Data listing:
=======

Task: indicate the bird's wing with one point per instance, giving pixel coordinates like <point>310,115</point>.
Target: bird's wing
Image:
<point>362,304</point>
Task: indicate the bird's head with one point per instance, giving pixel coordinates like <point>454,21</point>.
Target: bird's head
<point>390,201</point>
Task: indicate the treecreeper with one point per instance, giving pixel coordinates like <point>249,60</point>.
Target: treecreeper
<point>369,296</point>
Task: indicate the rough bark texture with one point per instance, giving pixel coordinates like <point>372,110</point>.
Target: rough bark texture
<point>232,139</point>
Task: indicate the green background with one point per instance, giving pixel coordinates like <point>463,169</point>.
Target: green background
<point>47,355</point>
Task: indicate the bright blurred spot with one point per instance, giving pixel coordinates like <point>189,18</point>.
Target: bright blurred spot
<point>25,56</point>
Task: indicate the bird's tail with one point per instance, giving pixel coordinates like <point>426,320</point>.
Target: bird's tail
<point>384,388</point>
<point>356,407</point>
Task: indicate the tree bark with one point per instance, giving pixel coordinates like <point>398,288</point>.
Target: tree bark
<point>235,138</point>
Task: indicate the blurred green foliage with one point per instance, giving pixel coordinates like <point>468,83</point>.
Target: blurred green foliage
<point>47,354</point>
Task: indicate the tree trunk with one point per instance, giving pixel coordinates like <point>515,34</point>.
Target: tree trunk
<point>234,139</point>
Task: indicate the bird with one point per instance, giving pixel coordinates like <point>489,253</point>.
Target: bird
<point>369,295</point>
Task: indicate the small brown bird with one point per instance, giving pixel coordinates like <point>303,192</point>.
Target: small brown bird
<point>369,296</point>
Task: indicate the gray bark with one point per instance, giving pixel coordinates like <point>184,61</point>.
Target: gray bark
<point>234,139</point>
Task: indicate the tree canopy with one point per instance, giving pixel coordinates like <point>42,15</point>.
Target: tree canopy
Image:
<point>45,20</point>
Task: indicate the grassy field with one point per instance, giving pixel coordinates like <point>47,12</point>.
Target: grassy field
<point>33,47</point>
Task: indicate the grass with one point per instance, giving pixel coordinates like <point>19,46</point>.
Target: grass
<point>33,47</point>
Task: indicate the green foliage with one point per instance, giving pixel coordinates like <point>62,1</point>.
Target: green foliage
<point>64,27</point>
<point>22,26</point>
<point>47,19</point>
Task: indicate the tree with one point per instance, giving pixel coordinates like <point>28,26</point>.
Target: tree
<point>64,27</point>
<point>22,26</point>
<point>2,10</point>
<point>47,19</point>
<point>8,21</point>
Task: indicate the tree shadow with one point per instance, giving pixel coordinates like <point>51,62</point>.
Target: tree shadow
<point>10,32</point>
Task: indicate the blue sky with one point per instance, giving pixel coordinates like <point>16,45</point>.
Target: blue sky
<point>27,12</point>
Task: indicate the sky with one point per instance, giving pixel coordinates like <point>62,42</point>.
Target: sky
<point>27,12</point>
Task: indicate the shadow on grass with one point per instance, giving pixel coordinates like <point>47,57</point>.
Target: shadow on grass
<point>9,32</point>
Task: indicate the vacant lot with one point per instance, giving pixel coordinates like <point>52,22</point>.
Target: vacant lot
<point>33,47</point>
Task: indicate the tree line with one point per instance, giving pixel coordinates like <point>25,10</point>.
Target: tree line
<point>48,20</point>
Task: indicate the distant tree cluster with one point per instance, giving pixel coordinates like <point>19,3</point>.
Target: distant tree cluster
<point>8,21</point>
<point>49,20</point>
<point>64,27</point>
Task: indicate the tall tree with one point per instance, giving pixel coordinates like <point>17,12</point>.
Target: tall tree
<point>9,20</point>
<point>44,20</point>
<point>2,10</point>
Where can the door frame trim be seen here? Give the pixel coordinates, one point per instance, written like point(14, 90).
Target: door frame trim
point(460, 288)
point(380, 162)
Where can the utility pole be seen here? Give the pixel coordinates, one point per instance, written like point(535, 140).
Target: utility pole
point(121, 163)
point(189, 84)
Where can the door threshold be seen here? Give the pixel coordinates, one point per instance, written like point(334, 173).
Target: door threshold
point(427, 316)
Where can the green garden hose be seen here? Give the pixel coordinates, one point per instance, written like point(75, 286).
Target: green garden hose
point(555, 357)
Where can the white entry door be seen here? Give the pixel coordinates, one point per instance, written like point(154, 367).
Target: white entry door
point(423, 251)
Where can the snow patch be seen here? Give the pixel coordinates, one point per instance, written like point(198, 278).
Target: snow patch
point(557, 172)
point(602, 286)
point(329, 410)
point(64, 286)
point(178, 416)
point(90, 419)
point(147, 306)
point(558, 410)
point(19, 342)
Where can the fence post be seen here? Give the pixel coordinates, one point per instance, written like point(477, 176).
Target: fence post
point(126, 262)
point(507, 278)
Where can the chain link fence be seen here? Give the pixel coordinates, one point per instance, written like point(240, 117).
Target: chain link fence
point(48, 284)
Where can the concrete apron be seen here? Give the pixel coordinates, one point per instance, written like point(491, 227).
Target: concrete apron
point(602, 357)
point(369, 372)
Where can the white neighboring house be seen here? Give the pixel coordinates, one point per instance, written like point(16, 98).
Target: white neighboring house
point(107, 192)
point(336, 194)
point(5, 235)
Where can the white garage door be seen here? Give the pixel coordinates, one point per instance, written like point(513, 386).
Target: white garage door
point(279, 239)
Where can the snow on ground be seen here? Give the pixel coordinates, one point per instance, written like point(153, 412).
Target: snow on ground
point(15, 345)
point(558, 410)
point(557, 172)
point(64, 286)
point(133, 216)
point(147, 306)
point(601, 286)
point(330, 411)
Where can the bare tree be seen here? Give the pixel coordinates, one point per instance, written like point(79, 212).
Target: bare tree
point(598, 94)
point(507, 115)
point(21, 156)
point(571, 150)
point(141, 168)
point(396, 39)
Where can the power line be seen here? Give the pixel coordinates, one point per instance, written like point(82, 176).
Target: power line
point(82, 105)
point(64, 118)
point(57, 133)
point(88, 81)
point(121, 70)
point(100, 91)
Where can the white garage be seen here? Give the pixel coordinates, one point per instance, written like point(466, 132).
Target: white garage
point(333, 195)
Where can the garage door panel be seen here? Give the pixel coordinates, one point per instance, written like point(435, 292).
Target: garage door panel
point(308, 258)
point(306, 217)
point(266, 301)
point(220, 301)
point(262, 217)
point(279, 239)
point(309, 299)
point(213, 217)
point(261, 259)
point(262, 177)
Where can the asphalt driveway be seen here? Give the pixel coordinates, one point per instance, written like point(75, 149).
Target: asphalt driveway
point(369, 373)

=======

Your task:
Reproduce every one of the records above verbatim, with no alterations.

Full solution:
Task: indicate the bird's wing with one point per instance, giving pixel coordinates like <point>310,115</point>.
Target: bird's wing
Image:
<point>362,304</point>
Task: indicate the bird's head with one point per instance, giving pixel coordinates like <point>454,21</point>.
Target: bird's head
<point>390,201</point>
Task: indicate the treecreeper with one point per instance, giving pixel coordinates like <point>249,60</point>.
Target: treecreeper
<point>369,296</point>
Task: indicate the rough bark texture with one point per instance, giving pixel coordinates like <point>372,110</point>.
Target: rough bark texture
<point>232,139</point>
Task: indicate the green background with one point per instance, giving pixel coordinates like <point>463,169</point>.
Target: green background
<point>47,355</point>
Task: indicate the bright blurred spot with one point per instance, giving pixel coordinates like <point>189,18</point>.
Target: bright blurred spot
<point>25,56</point>
Task: indicate the bird's tail with one point per instance, giving pixel coordinates like <point>426,320</point>.
Target: bird's tail
<point>384,388</point>
<point>356,407</point>
Task: indicate the tree bark with one point per instance, giving pixel coordinates like <point>398,288</point>.
Target: tree bark
<point>235,138</point>
Task: indicate the blurred green foliage with one point per instance, giving pixel coordinates like <point>468,83</point>.
Target: blurred green foliage
<point>47,354</point>
Task: indicate the tree trunk with one point per instance, giving pixel coordinates like <point>515,34</point>.
Target: tree trunk
<point>234,139</point>
Task: indicate the bird with one point per instance, giving pixel coordinates like <point>489,253</point>.
Target: bird
<point>369,295</point>
Task: indicate the small brown bird with one point per instance, giving pixel coordinates like <point>303,192</point>.
Target: small brown bird
<point>369,296</point>
Task: indicate the gray bark with one point per instance, giving pixel coordinates like <point>184,61</point>.
Target: gray bark
<point>234,139</point>
Task: indicate the tree canopy with one point per instance, giving pixel coordinates like <point>42,15</point>.
Target: tree canopy
Image:
<point>45,20</point>
Task: indicate the grassy field with one point per instance, giving pixel coordinates like <point>47,12</point>.
Target: grassy field
<point>33,47</point>
Task: indicate the grass with one point per instance, giving pixel coordinates like <point>19,46</point>.
Target: grass
<point>33,47</point>
Task: indicate the green foliage with one point per instance, giving pixel coordinates like <point>62,1</point>.
Target: green foliage
<point>64,27</point>
<point>22,26</point>
<point>47,19</point>
Task: indicate the tree with one point per instance, giving pixel coordinates like <point>28,26</point>.
Target: tree
<point>64,27</point>
<point>22,26</point>
<point>2,10</point>
<point>47,19</point>
<point>8,21</point>
Task: indicate the tree shadow with one point per instance, giving pixel coordinates like <point>51,62</point>.
Target: tree shadow
<point>10,32</point>
Task: indicate the blue sky with one point per instance, giving pixel coordinates like <point>16,45</point>.
Target: blue sky
<point>27,12</point>
Task: indicate the sky with one point per instance, giving pixel coordinates like <point>62,42</point>.
Target: sky
<point>27,12</point>
Task: indicate the shadow on grass with one point per instance, giving pixel coordinates like <point>47,57</point>.
Target: shadow on grass
<point>9,32</point>
Task: indicate the vacant lot with one point per instance, giving pixel coordinates like <point>52,22</point>.
Target: vacant lot
<point>33,47</point>
Task: indicate the tree line with one point per instance, giving pixel coordinates like <point>25,10</point>.
Target: tree line
<point>48,20</point>
Task: indicate the distant tree cluster with one point per instance, giving pixel coordinates like <point>19,3</point>.
Target: distant tree cluster
<point>8,21</point>
<point>49,20</point>
<point>64,27</point>
Task: indicate the tall tree with one point per instance, giving pixel coordinates like <point>17,12</point>.
Target: tall tree
<point>9,20</point>
<point>44,20</point>
<point>2,10</point>
Where can the door frame trim be seen here? Give the pixel coordinates, one point per instance, written like point(14, 90).
Target: door frame trim
point(460, 288)
point(380, 162)
Where can the utility pole be seen here? Give the pixel coordinates, one point per instance, written like point(535, 140).
Target: utility pole
point(121, 163)
point(189, 84)
Where can the door threshold be seen here? Give the pixel coordinates, one point per instance, written like point(334, 173).
Target: door threshold
point(427, 316)
Where can the green garden hose be seen here? Give the pixel coordinates, one point per instance, written like point(75, 286).
Target: green garden hose
point(555, 357)
Where can the white entry door be seen here? Give the pixel coordinates, one point per instance, written like point(154, 367).
Target: white entry door
point(423, 251)
Where can the snow patch be seen here? Give the pixel coordinates, one point per instance, written like point(198, 278).
Target: snow patch
point(557, 172)
point(602, 286)
point(329, 410)
point(64, 286)
point(178, 416)
point(90, 419)
point(147, 306)
point(558, 410)
point(19, 342)
Where can the fence post be seen here? Give the pixel coordinates, one point per instance, written like point(477, 176).
Target: fence post
point(126, 262)
point(507, 278)
Where can the chain link fence be seen here? Give the pixel coordinates, one point per instance, written like point(240, 117).
Target: chain link fence
point(48, 284)
Where can the concrete apron be seen here? Give the pixel coordinates, one point per instance, written like point(491, 227).
Target: concrete apron
point(602, 357)
point(369, 372)
Where can the white neighboring house be seen here? Give the pixel coordinates, one point per instance, written like point(16, 98).
Target: white neighboring house
point(107, 192)
point(336, 194)
point(5, 235)
Where can the white garage door be seen here? Give the pixel coordinates, one point per instance, written like point(513, 386).
Target: white garage door
point(279, 239)
Where can the snow on ground be seen here? Give the pixel coordinates, one point per instance, written like point(153, 412).
Target: snow on ground
point(15, 345)
point(558, 410)
point(557, 172)
point(64, 286)
point(133, 216)
point(147, 306)
point(601, 286)
point(330, 411)
Where can the bare tree be seen here? Give the pixel coordinates, one point per instance, written like point(79, 212).
Target: bare tree
point(598, 94)
point(507, 115)
point(21, 156)
point(571, 150)
point(141, 168)
point(396, 39)
Where can the power line be seen here? Give the pixel coordinates, one point per instance, written like point(82, 176).
Target: power line
point(82, 105)
point(64, 118)
point(57, 133)
point(88, 81)
point(121, 70)
point(100, 91)
Where can the white garage be seen here? Give the pixel coordinates, one point per instance, written like point(466, 132).
Target: white garage
point(333, 195)
Where can the garage door panel be seen here? Give the pixel coordinates, one point per instance, written like point(435, 292).
Target: garage door panel
point(308, 258)
point(306, 217)
point(266, 301)
point(220, 301)
point(262, 217)
point(279, 239)
point(309, 299)
point(213, 217)
point(261, 259)
point(262, 177)
Where can the asphalt driveway be seen here? Give the pixel coordinates, one point per instance, written like point(75, 149).
Target: asphalt driveway
point(369, 373)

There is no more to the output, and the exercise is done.